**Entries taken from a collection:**
##############################
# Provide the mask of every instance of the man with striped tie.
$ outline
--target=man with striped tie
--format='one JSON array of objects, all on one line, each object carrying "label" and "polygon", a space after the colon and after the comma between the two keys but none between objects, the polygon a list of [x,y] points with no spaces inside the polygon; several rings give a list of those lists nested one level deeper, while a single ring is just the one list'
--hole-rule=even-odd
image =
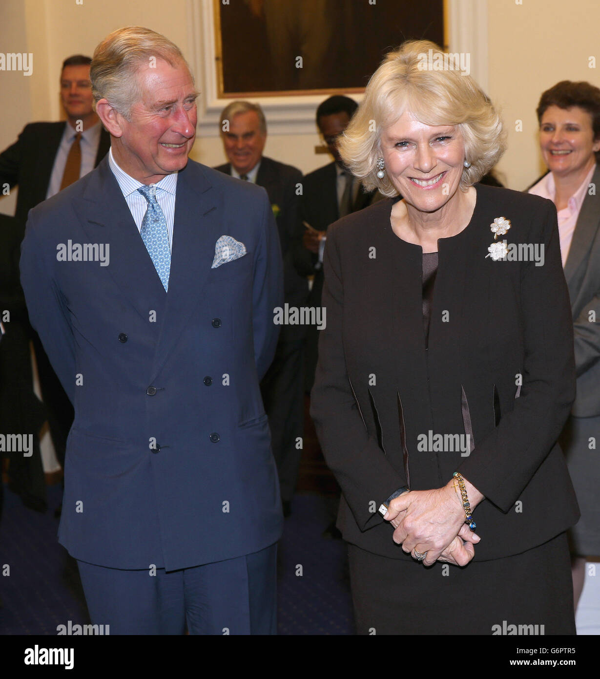
[{"label": "man with striped tie", "polygon": [[188,160],[197,92],[170,41],[119,29],[91,78],[111,151],[31,212],[21,258],[75,411],[59,540],[111,634],[274,634],[272,210],[263,189]]}]

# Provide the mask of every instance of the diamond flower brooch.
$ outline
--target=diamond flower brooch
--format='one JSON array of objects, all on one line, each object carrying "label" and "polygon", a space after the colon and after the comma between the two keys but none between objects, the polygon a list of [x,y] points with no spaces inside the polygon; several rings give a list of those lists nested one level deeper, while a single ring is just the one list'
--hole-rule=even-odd
[{"label": "diamond flower brooch", "polygon": [[[510,228],[510,220],[504,217],[497,217],[489,225],[489,228],[493,234],[493,240],[495,240],[499,236],[504,236],[508,232]],[[508,253],[508,249],[506,242],[501,240],[500,242],[492,243],[487,249],[487,253],[486,259],[491,257],[494,261],[498,261],[504,259]]]}]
##############################
**TASK PROMPT:** Render every line of the listing as a Markdown table with the columns "Row" and "Text", numbering the rows in order and skipping blank lines. Omit the pictures.

**ANSWER FOR THE TASK:**
| Row | Text |
|---|---|
| 1 | # Provide the mask of every instance of the man with striped tie. |
| 2 | $ outline |
| 3 | --target=man with striped tie |
| 4 | --format='one JSON array of objects, all on one line, each object carrying "label" and "polygon", a space after the colon and after the comma between the two keys but none between objects, the polygon a list of [x,y] points with no spaces inside the polygon; several rings give a list of those lists nested one level deeper, while a single ring is just the one list' |
| 5 | --hole-rule=even-odd |
| 6 | image = |
| 7 | [{"label": "man with striped tie", "polygon": [[188,160],[197,92],[170,41],[119,29],[91,78],[111,151],[31,212],[21,258],[75,411],[59,540],[111,634],[274,634],[272,210],[263,189]]}] |
| 8 | # Provide the mask of every instance of the diamond flower brooch. |
| 9 | $ outline |
| 10 | --target=diamond flower brooch |
| 11 | --format='one JSON array of objects, all on one line, each object carrying "label" and "polygon", a space after the colon and after the comma between the two keys but none between objects, the polygon a list of [x,y] points with no spaces inside the polygon; several rings give a list of those lists nested one level deeper, while a single ring is just the one list' |
| 12 | --hole-rule=even-odd |
| 13 | [{"label": "diamond flower brooch", "polygon": [[[510,228],[510,220],[504,217],[497,217],[489,225],[489,228],[493,234],[493,240],[495,240],[499,236],[504,236],[508,232]],[[508,253],[508,249],[506,242],[501,240],[500,242],[492,243],[487,249],[487,253],[486,259],[491,257],[494,261],[498,261],[504,259]]]}] |